Arrange every item below as a JSON list of strings with one string per line and no blank lines. Leave the pictures out.

## [Stored entries]
────────────────────

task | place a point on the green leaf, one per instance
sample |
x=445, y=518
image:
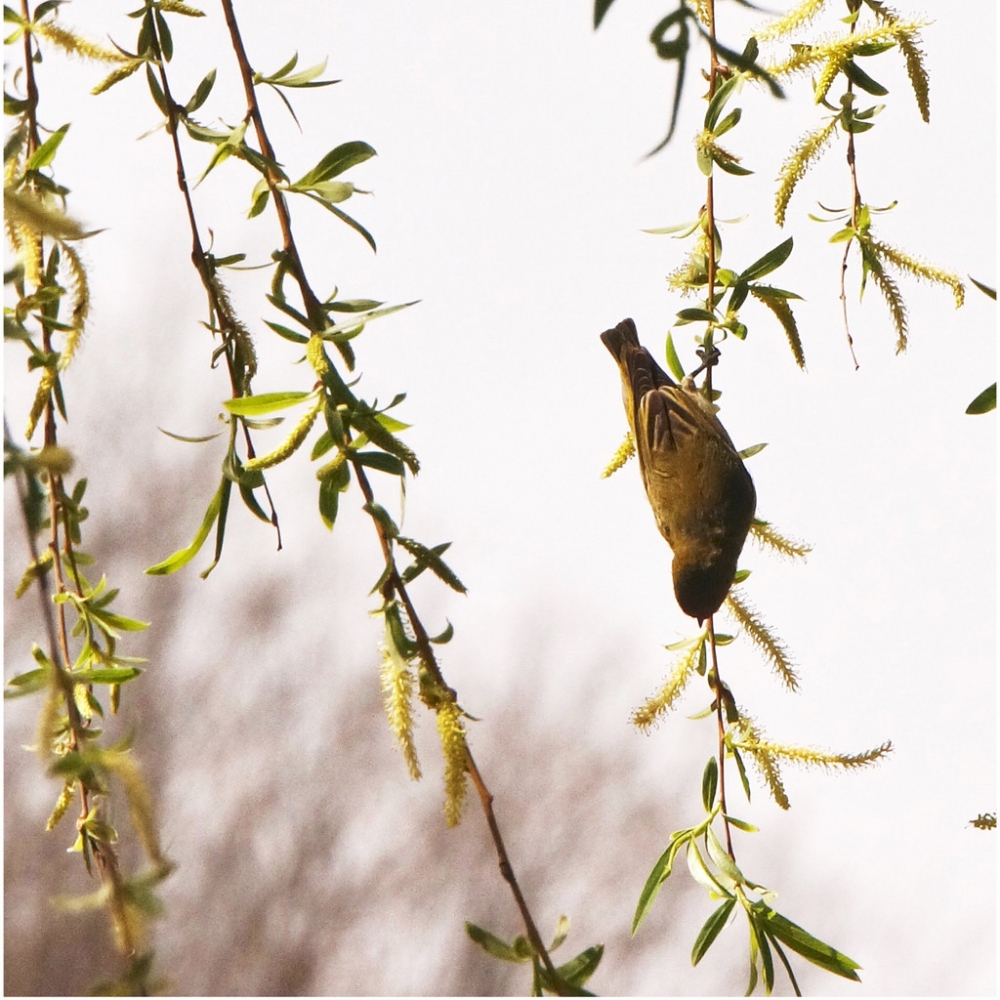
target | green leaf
x=268, y=402
x=183, y=556
x=600, y=9
x=732, y=168
x=251, y=502
x=696, y=315
x=105, y=675
x=329, y=499
x=382, y=461
x=861, y=79
x=730, y=121
x=440, y=640
x=353, y=305
x=26, y=683
x=430, y=559
x=115, y=621
x=344, y=217
x=201, y=93
x=660, y=873
x=741, y=824
x=719, y=100
x=770, y=292
x=984, y=402
x=721, y=857
x=673, y=361
x=283, y=331
x=492, y=945
x=741, y=768
x=700, y=871
x=580, y=968
x=759, y=941
x=46, y=153
x=381, y=515
x=710, y=930
x=188, y=440
x=345, y=156
x=985, y=289
x=802, y=942
x=771, y=261
x=709, y=784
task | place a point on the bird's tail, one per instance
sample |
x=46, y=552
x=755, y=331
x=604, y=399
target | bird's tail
x=639, y=371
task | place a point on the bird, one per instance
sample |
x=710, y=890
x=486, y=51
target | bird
x=702, y=496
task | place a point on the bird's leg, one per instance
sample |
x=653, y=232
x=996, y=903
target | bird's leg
x=709, y=359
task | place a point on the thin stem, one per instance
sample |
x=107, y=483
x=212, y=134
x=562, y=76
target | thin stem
x=855, y=212
x=507, y=870
x=394, y=583
x=713, y=72
x=219, y=310
x=716, y=683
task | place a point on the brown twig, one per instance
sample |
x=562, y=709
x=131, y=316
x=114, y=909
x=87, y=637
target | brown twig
x=855, y=209
x=716, y=682
x=394, y=583
x=219, y=309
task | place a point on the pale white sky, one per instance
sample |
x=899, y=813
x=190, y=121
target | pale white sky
x=509, y=195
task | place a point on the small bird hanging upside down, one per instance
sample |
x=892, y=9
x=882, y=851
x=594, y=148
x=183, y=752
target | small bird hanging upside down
x=702, y=496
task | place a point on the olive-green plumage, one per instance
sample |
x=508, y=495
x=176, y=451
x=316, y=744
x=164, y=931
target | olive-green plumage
x=702, y=496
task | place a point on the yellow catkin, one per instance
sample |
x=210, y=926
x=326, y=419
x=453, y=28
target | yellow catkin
x=290, y=445
x=119, y=73
x=841, y=47
x=74, y=44
x=808, y=149
x=884, y=282
x=773, y=649
x=766, y=537
x=316, y=356
x=396, y=677
x=748, y=739
x=920, y=269
x=63, y=803
x=626, y=450
x=453, y=746
x=661, y=702
x=81, y=303
x=42, y=395
x=798, y=17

────────────────────

## [Full response]
[
  "task | place a point on the green leaf, one per instance",
  "sample |",
  "x=445, y=518",
  "image:",
  "target | green leaf",
  "x=268, y=402",
  "x=183, y=556",
  "x=600, y=9",
  "x=732, y=168",
  "x=251, y=502",
  "x=696, y=315",
  "x=105, y=675",
  "x=329, y=499",
  "x=382, y=461",
  "x=861, y=79",
  "x=730, y=121",
  "x=440, y=640",
  "x=353, y=305",
  "x=26, y=683",
  "x=430, y=559",
  "x=115, y=621",
  "x=344, y=217",
  "x=201, y=93",
  "x=660, y=873",
  "x=741, y=824",
  "x=719, y=100",
  "x=770, y=292",
  "x=984, y=402",
  "x=721, y=857",
  "x=673, y=361",
  "x=283, y=331",
  "x=492, y=945",
  "x=741, y=768",
  "x=700, y=871",
  "x=580, y=968",
  "x=759, y=941",
  "x=46, y=153",
  "x=381, y=515",
  "x=710, y=930",
  "x=188, y=440",
  "x=345, y=156",
  "x=985, y=289",
  "x=802, y=942",
  "x=771, y=261",
  "x=709, y=784",
  "task | place a point on the bird's tail, one per instance",
  "sample |",
  "x=46, y=552",
  "x=755, y=331",
  "x=604, y=399",
  "target | bird's tail",
  "x=639, y=371",
  "task | place a point on the bird, one per instance",
  "sample |",
  "x=710, y=890",
  "x=486, y=51",
  "target | bird",
  "x=702, y=496",
  "task | place a point on the bird's leg, one per instance",
  "sample |",
  "x=653, y=232",
  "x=996, y=903",
  "target | bird's leg",
  "x=709, y=359",
  "task | place a point on the thin stem, one per instance",
  "sample |",
  "x=107, y=483",
  "x=212, y=134",
  "x=562, y=76",
  "target | thin stem",
  "x=855, y=212",
  "x=507, y=870",
  "x=394, y=583",
  "x=713, y=72",
  "x=219, y=310",
  "x=716, y=683",
  "task | place a point on the brown twig, one per instance",
  "sample |",
  "x=562, y=709",
  "x=131, y=316",
  "x=114, y=909",
  "x=87, y=637",
  "target | brown twig",
  "x=855, y=209",
  "x=716, y=682",
  "x=394, y=583",
  "x=219, y=309",
  "task | place a point on the pale white sky, one per instance",
  "sample |",
  "x=899, y=813",
  "x=190, y=121",
  "target | pale white sky",
  "x=509, y=195",
  "task | place a point on the small bird hanging upside down, one per instance",
  "sample |",
  "x=892, y=9",
  "x=882, y=851",
  "x=594, y=148",
  "x=183, y=752",
  "target | small bird hanging upside down",
  "x=702, y=496",
  "task | place a point on the olive-green plumage, one per instance",
  "sample |",
  "x=508, y=495",
  "x=176, y=451",
  "x=316, y=744",
  "x=164, y=931",
  "target | olive-green plumage",
  "x=702, y=496",
  "task | place a point on the yellow catkin, one per instance",
  "sample |",
  "x=210, y=926",
  "x=326, y=419",
  "x=453, y=28",
  "target | yellow catkin",
  "x=290, y=445",
  "x=119, y=73",
  "x=841, y=47",
  "x=74, y=44",
  "x=808, y=149",
  "x=884, y=282",
  "x=773, y=649",
  "x=766, y=537",
  "x=316, y=356",
  "x=396, y=677",
  "x=748, y=739",
  "x=920, y=269",
  "x=63, y=803",
  "x=626, y=450",
  "x=453, y=746",
  "x=661, y=702",
  "x=81, y=303",
  "x=42, y=395",
  "x=798, y=17"
]